──────── PROVIDED RECORDS ────────

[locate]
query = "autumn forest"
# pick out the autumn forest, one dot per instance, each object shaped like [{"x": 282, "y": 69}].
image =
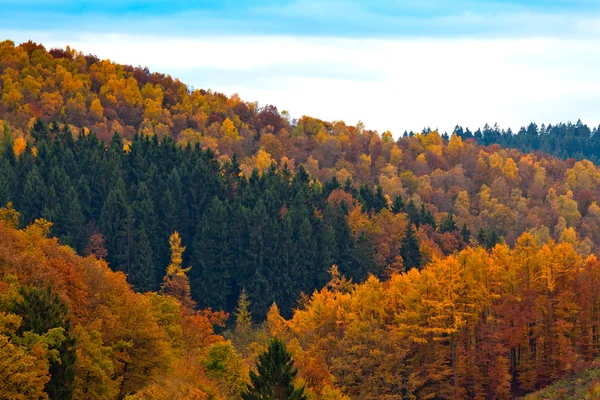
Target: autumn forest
[{"x": 163, "y": 242}]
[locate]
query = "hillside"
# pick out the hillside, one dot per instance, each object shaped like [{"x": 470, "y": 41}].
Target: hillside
[
  {"x": 581, "y": 386},
  {"x": 431, "y": 266}
]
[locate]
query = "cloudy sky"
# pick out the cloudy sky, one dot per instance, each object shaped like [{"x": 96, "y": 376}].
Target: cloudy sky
[{"x": 397, "y": 65}]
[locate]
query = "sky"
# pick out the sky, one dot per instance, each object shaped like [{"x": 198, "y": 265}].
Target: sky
[{"x": 395, "y": 65}]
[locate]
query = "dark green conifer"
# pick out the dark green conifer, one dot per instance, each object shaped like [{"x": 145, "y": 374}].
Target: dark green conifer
[
  {"x": 410, "y": 250},
  {"x": 274, "y": 376}
]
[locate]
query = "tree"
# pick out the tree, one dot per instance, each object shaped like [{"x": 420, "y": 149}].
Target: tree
[
  {"x": 410, "y": 250},
  {"x": 43, "y": 311},
  {"x": 176, "y": 283},
  {"x": 274, "y": 377}
]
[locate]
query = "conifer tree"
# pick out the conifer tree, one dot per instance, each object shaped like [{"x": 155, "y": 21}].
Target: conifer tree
[
  {"x": 176, "y": 283},
  {"x": 274, "y": 376},
  {"x": 41, "y": 311},
  {"x": 398, "y": 205},
  {"x": 410, "y": 251}
]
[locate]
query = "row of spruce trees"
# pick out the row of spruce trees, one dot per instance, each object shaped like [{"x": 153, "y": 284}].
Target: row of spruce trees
[{"x": 273, "y": 234}]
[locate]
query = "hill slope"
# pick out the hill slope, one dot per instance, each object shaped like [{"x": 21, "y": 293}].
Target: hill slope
[{"x": 472, "y": 266}]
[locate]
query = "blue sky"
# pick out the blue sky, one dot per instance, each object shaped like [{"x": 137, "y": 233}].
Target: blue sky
[
  {"x": 339, "y": 18},
  {"x": 392, "y": 64}
]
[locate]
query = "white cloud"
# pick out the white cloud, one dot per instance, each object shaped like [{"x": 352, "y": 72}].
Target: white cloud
[{"x": 394, "y": 84}]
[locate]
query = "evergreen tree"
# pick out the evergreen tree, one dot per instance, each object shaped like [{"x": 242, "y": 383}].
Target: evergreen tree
[
  {"x": 274, "y": 376},
  {"x": 116, "y": 225},
  {"x": 41, "y": 311},
  {"x": 410, "y": 250},
  {"x": 466, "y": 233},
  {"x": 210, "y": 277},
  {"x": 413, "y": 213},
  {"x": 398, "y": 205},
  {"x": 426, "y": 217},
  {"x": 449, "y": 224}
]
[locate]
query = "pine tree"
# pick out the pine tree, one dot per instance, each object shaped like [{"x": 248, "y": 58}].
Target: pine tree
[
  {"x": 398, "y": 205},
  {"x": 176, "y": 282},
  {"x": 413, "y": 213},
  {"x": 449, "y": 224},
  {"x": 466, "y": 233},
  {"x": 243, "y": 315},
  {"x": 410, "y": 251},
  {"x": 274, "y": 378},
  {"x": 211, "y": 257},
  {"x": 41, "y": 311},
  {"x": 116, "y": 222}
]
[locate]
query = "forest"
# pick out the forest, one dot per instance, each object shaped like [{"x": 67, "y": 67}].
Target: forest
[{"x": 160, "y": 242}]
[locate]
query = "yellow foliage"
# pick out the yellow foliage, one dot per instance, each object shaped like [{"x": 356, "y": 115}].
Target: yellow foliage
[
  {"x": 229, "y": 130},
  {"x": 262, "y": 160},
  {"x": 19, "y": 146}
]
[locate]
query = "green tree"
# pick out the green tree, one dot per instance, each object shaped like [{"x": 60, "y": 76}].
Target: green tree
[
  {"x": 274, "y": 376},
  {"x": 42, "y": 311},
  {"x": 410, "y": 251}
]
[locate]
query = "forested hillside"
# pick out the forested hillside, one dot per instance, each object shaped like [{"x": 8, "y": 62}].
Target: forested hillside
[{"x": 428, "y": 266}]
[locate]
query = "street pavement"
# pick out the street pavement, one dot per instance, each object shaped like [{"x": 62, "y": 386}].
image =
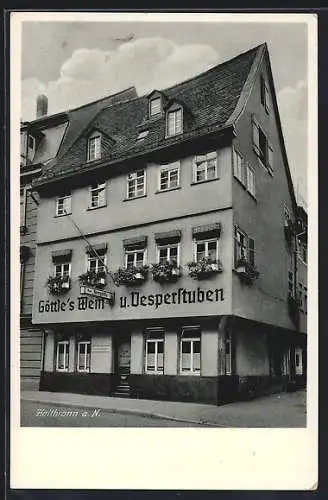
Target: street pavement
[{"x": 276, "y": 410}]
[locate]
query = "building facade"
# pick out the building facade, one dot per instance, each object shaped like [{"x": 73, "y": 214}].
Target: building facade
[{"x": 165, "y": 242}]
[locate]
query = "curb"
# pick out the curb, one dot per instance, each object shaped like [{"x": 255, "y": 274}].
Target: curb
[{"x": 126, "y": 411}]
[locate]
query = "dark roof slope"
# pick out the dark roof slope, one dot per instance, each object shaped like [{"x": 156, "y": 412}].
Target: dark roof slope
[{"x": 209, "y": 100}]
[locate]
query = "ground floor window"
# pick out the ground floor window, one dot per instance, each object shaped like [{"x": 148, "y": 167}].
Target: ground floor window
[
  {"x": 62, "y": 356},
  {"x": 83, "y": 355},
  {"x": 154, "y": 353},
  {"x": 190, "y": 346}
]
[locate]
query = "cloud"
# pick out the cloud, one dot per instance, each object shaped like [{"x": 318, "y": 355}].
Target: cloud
[
  {"x": 292, "y": 103},
  {"x": 91, "y": 74}
]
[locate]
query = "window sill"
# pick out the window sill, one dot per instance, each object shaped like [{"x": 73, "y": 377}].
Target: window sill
[
  {"x": 166, "y": 190},
  {"x": 135, "y": 197},
  {"x": 95, "y": 208},
  {"x": 195, "y": 183}
]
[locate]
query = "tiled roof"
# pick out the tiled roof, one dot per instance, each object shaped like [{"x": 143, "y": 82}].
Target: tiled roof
[{"x": 209, "y": 100}]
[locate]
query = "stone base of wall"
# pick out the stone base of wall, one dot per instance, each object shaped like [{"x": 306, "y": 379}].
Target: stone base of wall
[{"x": 101, "y": 384}]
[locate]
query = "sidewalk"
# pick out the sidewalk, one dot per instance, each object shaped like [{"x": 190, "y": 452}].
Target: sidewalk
[{"x": 277, "y": 410}]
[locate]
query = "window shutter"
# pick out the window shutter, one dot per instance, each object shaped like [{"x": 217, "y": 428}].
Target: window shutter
[
  {"x": 270, "y": 156},
  {"x": 251, "y": 251},
  {"x": 255, "y": 130}
]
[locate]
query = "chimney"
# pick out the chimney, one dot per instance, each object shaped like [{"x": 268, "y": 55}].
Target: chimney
[{"x": 41, "y": 106}]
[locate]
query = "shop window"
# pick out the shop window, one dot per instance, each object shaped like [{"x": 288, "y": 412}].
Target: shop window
[
  {"x": 62, "y": 270},
  {"x": 136, "y": 184},
  {"x": 135, "y": 258},
  {"x": 97, "y": 195},
  {"x": 83, "y": 355},
  {"x": 174, "y": 122},
  {"x": 62, "y": 356},
  {"x": 167, "y": 253},
  {"x": 262, "y": 146},
  {"x": 205, "y": 167},
  {"x": 154, "y": 353},
  {"x": 169, "y": 177},
  {"x": 94, "y": 148},
  {"x": 190, "y": 350},
  {"x": 63, "y": 204}
]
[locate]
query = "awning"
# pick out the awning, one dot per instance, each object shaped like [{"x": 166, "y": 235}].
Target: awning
[
  {"x": 168, "y": 237},
  {"x": 61, "y": 255},
  {"x": 95, "y": 250},
  {"x": 207, "y": 230},
  {"x": 135, "y": 243}
]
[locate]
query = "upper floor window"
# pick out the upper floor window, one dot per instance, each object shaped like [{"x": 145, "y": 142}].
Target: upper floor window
[
  {"x": 169, "y": 177},
  {"x": 154, "y": 352},
  {"x": 83, "y": 355},
  {"x": 265, "y": 97},
  {"x": 262, "y": 146},
  {"x": 155, "y": 106},
  {"x": 136, "y": 184},
  {"x": 64, "y": 204},
  {"x": 190, "y": 346},
  {"x": 97, "y": 195},
  {"x": 174, "y": 122},
  {"x": 244, "y": 247},
  {"x": 205, "y": 167},
  {"x": 167, "y": 253},
  {"x": 94, "y": 148},
  {"x": 135, "y": 258}
]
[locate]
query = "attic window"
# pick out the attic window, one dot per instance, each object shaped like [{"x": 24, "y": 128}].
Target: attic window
[
  {"x": 142, "y": 135},
  {"x": 174, "y": 122},
  {"x": 94, "y": 147},
  {"x": 155, "y": 106}
]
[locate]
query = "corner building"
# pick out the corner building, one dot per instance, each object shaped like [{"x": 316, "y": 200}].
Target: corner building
[{"x": 163, "y": 255}]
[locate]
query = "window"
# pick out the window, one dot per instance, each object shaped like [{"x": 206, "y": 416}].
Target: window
[
  {"x": 62, "y": 356},
  {"x": 22, "y": 207},
  {"x": 169, "y": 177},
  {"x": 244, "y": 247},
  {"x": 154, "y": 355},
  {"x": 174, "y": 122},
  {"x": 97, "y": 195},
  {"x": 168, "y": 253},
  {"x": 96, "y": 264},
  {"x": 135, "y": 258},
  {"x": 190, "y": 352},
  {"x": 142, "y": 135},
  {"x": 94, "y": 148},
  {"x": 62, "y": 270},
  {"x": 206, "y": 249},
  {"x": 63, "y": 205},
  {"x": 205, "y": 167},
  {"x": 250, "y": 179},
  {"x": 136, "y": 185},
  {"x": 238, "y": 170},
  {"x": 265, "y": 99},
  {"x": 83, "y": 355},
  {"x": 262, "y": 146},
  {"x": 155, "y": 106}
]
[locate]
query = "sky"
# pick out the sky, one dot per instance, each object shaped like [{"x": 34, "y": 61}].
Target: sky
[{"x": 77, "y": 62}]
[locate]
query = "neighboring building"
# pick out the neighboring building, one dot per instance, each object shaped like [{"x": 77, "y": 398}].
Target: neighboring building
[
  {"x": 41, "y": 142},
  {"x": 193, "y": 182}
]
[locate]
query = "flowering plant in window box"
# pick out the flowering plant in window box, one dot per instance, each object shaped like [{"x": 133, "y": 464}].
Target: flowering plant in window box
[
  {"x": 58, "y": 285},
  {"x": 131, "y": 275},
  {"x": 93, "y": 278},
  {"x": 167, "y": 272},
  {"x": 204, "y": 267},
  {"x": 246, "y": 271}
]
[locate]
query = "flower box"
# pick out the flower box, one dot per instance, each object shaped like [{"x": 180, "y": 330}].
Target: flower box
[
  {"x": 131, "y": 276},
  {"x": 204, "y": 268},
  {"x": 168, "y": 272},
  {"x": 58, "y": 285}
]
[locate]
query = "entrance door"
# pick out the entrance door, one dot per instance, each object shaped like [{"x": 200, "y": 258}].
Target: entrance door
[{"x": 124, "y": 357}]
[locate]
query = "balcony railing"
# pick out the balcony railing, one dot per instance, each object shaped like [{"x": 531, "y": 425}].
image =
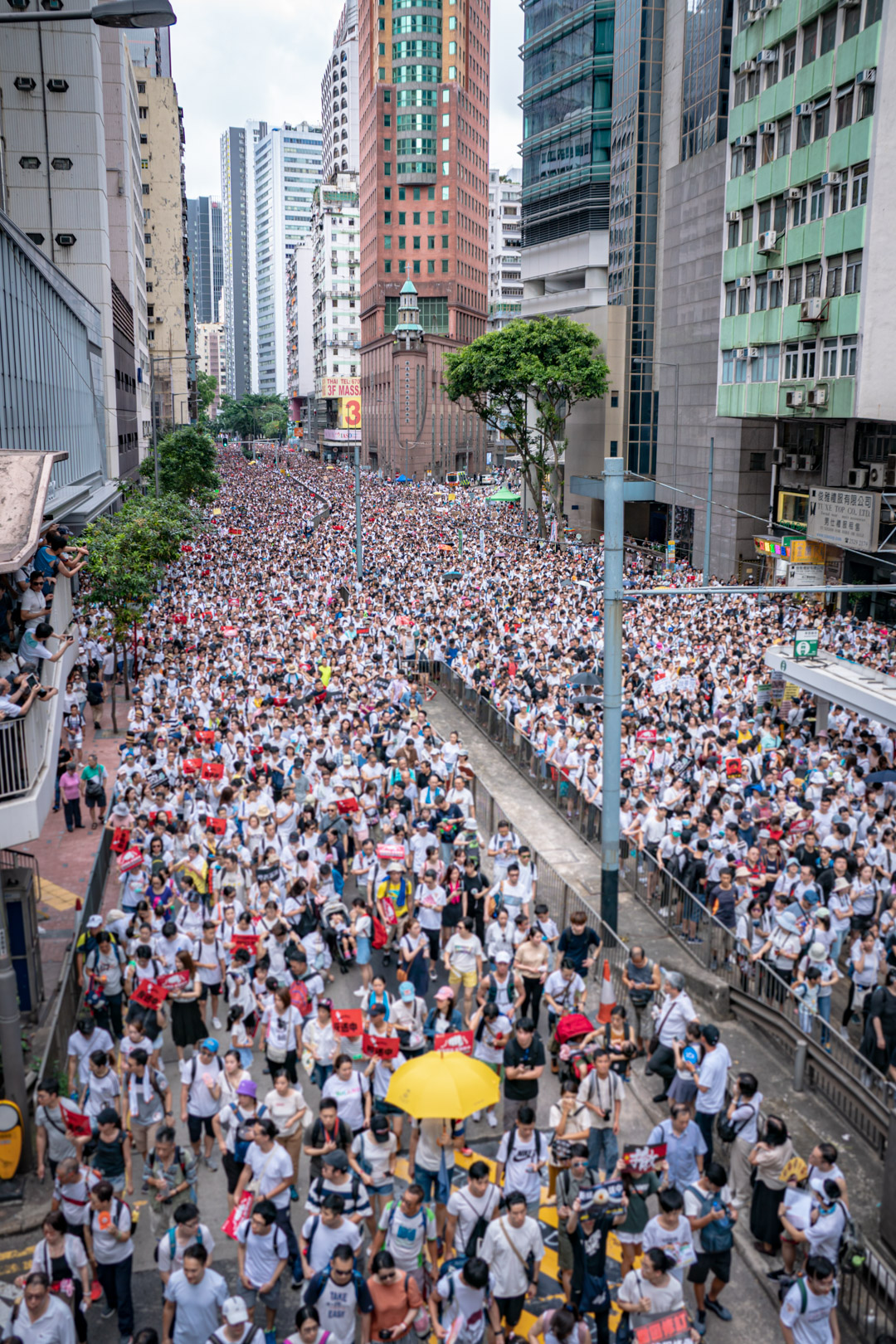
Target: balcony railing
[{"x": 26, "y": 743}]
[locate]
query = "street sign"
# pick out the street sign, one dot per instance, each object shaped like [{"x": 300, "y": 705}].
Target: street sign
[{"x": 806, "y": 644}]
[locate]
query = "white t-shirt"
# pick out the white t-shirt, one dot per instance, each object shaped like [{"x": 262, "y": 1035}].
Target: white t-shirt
[
  {"x": 269, "y": 1170},
  {"x": 464, "y": 952},
  {"x": 813, "y": 1324},
  {"x": 325, "y": 1239},
  {"x": 505, "y": 1250},
  {"x": 468, "y": 1209},
  {"x": 348, "y": 1094},
  {"x": 262, "y": 1253},
  {"x": 524, "y": 1155}
]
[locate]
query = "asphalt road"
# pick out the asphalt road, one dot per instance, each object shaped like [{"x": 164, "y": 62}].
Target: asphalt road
[{"x": 754, "y": 1313}]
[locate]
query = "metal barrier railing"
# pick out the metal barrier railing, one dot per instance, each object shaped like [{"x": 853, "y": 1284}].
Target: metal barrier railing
[{"x": 835, "y": 1068}]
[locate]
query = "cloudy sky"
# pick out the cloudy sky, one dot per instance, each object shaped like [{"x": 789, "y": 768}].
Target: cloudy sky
[{"x": 265, "y": 58}]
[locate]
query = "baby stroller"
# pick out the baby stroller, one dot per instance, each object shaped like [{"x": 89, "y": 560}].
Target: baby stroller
[
  {"x": 338, "y": 930},
  {"x": 568, "y": 1036}
]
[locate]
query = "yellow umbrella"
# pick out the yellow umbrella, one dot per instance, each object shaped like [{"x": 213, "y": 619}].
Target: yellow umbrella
[{"x": 444, "y": 1083}]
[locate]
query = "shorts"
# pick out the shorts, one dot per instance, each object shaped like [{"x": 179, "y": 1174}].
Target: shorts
[
  {"x": 711, "y": 1262},
  {"x": 511, "y": 1309},
  {"x": 468, "y": 979},
  {"x": 195, "y": 1125},
  {"x": 250, "y": 1296}
]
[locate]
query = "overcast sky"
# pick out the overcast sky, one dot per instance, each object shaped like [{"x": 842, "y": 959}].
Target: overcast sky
[{"x": 241, "y": 60}]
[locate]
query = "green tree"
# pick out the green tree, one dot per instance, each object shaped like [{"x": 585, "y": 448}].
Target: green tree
[
  {"x": 524, "y": 381},
  {"x": 186, "y": 464},
  {"x": 128, "y": 553},
  {"x": 206, "y": 388}
]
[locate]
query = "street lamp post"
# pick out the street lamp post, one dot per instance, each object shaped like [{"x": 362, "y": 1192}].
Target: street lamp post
[{"x": 664, "y": 363}]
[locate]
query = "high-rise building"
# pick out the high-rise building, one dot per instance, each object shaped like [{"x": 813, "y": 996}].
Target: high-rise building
[
  {"x": 336, "y": 314},
  {"x": 505, "y": 229},
  {"x": 168, "y": 286},
  {"x": 238, "y": 212},
  {"x": 286, "y": 171},
  {"x": 338, "y": 99},
  {"x": 67, "y": 183},
  {"x": 206, "y": 256},
  {"x": 212, "y": 358},
  {"x": 423, "y": 201},
  {"x": 151, "y": 49},
  {"x": 807, "y": 234}
]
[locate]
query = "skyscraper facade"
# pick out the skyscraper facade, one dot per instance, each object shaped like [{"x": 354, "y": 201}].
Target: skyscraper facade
[
  {"x": 286, "y": 171},
  {"x": 338, "y": 99},
  {"x": 423, "y": 75},
  {"x": 206, "y": 256}
]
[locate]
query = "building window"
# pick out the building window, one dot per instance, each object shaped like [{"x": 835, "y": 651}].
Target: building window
[
  {"x": 791, "y": 362},
  {"x": 727, "y": 366},
  {"x": 860, "y": 184},
  {"x": 807, "y": 364},
  {"x": 853, "y": 273},
  {"x": 789, "y": 56},
  {"x": 848, "y": 355}
]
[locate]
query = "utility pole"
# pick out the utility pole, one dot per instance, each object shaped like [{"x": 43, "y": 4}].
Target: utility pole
[
  {"x": 358, "y": 511},
  {"x": 705, "y": 542},
  {"x": 613, "y": 553},
  {"x": 14, "y": 1068}
]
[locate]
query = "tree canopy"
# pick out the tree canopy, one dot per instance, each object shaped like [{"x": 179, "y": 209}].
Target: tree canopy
[
  {"x": 524, "y": 381},
  {"x": 186, "y": 464}
]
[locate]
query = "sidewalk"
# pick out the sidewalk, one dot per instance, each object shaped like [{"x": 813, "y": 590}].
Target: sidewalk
[{"x": 65, "y": 860}]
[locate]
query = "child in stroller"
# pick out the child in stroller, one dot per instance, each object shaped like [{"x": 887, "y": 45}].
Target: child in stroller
[{"x": 338, "y": 930}]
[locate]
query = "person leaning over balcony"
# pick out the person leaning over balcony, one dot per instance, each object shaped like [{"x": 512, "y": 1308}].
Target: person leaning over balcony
[{"x": 32, "y": 647}]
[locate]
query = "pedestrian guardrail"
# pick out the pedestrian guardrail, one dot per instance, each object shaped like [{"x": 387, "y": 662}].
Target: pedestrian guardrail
[{"x": 830, "y": 1064}]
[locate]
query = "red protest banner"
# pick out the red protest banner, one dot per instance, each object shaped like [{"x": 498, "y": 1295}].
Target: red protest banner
[
  {"x": 381, "y": 1047},
  {"x": 642, "y": 1157},
  {"x": 77, "y": 1122},
  {"x": 666, "y": 1329},
  {"x": 148, "y": 995},
  {"x": 348, "y": 1022},
  {"x": 173, "y": 980},
  {"x": 458, "y": 1042}
]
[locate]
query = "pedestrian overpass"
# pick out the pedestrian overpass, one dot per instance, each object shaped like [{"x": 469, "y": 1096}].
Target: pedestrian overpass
[{"x": 833, "y": 680}]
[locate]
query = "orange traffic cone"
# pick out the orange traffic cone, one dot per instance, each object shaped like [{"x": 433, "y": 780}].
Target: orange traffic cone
[{"x": 607, "y": 996}]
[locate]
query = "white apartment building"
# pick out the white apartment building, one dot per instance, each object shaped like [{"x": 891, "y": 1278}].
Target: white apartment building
[
  {"x": 338, "y": 99},
  {"x": 286, "y": 171},
  {"x": 336, "y": 281},
  {"x": 505, "y": 221}
]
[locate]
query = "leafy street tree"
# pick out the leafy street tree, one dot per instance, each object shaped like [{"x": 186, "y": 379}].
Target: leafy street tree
[
  {"x": 128, "y": 553},
  {"x": 253, "y": 416},
  {"x": 206, "y": 388},
  {"x": 524, "y": 381},
  {"x": 186, "y": 464}
]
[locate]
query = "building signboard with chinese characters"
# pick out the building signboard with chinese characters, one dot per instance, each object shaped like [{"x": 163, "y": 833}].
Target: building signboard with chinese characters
[
  {"x": 340, "y": 387},
  {"x": 844, "y": 518}
]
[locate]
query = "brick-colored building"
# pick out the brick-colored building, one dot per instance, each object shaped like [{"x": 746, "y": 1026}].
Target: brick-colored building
[{"x": 423, "y": 75}]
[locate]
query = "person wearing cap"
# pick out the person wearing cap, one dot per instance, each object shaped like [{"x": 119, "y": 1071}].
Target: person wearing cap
[
  {"x": 201, "y": 1097},
  {"x": 197, "y": 1294},
  {"x": 262, "y": 1254},
  {"x": 670, "y": 1020},
  {"x": 238, "y": 1327},
  {"x": 373, "y": 1157}
]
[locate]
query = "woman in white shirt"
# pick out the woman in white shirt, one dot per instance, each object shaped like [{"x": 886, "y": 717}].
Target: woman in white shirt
[
  {"x": 351, "y": 1092},
  {"x": 288, "y": 1109}
]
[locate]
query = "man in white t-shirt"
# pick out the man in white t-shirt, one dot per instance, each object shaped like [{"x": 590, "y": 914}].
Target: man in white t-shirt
[{"x": 271, "y": 1168}]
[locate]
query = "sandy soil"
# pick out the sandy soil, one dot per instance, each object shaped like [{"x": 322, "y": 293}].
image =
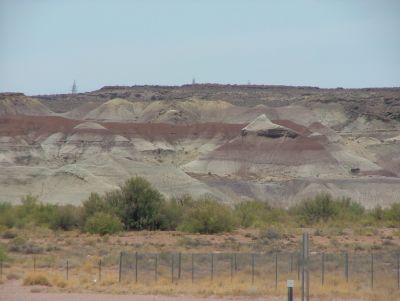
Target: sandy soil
[{"x": 14, "y": 291}]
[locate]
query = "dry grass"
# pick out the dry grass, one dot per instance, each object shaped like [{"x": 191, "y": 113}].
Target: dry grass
[
  {"x": 86, "y": 279},
  {"x": 37, "y": 279}
]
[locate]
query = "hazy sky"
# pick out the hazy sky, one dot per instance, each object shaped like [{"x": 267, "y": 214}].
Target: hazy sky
[{"x": 46, "y": 44}]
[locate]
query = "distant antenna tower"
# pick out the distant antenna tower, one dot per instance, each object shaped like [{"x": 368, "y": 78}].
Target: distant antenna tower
[{"x": 74, "y": 88}]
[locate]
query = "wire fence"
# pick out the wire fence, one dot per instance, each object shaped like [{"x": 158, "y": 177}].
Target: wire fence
[
  {"x": 374, "y": 270},
  {"x": 364, "y": 270}
]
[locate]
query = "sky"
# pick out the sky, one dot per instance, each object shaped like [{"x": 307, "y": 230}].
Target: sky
[{"x": 47, "y": 44}]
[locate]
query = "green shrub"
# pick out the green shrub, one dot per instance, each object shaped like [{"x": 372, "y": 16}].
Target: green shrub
[
  {"x": 392, "y": 213},
  {"x": 95, "y": 203},
  {"x": 173, "y": 211},
  {"x": 208, "y": 216},
  {"x": 103, "y": 223},
  {"x": 21, "y": 245},
  {"x": 66, "y": 217},
  {"x": 320, "y": 208},
  {"x": 3, "y": 253},
  {"x": 7, "y": 215},
  {"x": 137, "y": 204}
]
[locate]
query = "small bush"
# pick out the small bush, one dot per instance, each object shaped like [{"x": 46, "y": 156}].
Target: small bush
[
  {"x": 66, "y": 218},
  {"x": 103, "y": 223},
  {"x": 321, "y": 208},
  {"x": 3, "y": 253},
  {"x": 137, "y": 204},
  {"x": 9, "y": 234},
  {"x": 20, "y": 245},
  {"x": 271, "y": 233},
  {"x": 208, "y": 216},
  {"x": 95, "y": 203},
  {"x": 37, "y": 279}
]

────────

- **WORK REQUIRED**
Return the span of lines in the data above that opens at the line with "Target: baby stroller" and closes at the line with "# pick out the shorts, one", exactly, ends included, nothing else.

- **TASK OUTPUT**
Target: baby stroller
[
  {"x": 338, "y": 930},
  {"x": 568, "y": 1036}
]
[locate]
query = "yellow umbrella"
# pick out the yellow umbrella, one dot per instance, each object shaped like [{"x": 213, "y": 619}].
Target: yellow umbrella
[{"x": 444, "y": 1083}]
[locate]
query = "shorts"
# pick out the shorts, one dot per instance, each object shaped like [{"x": 179, "y": 1174}].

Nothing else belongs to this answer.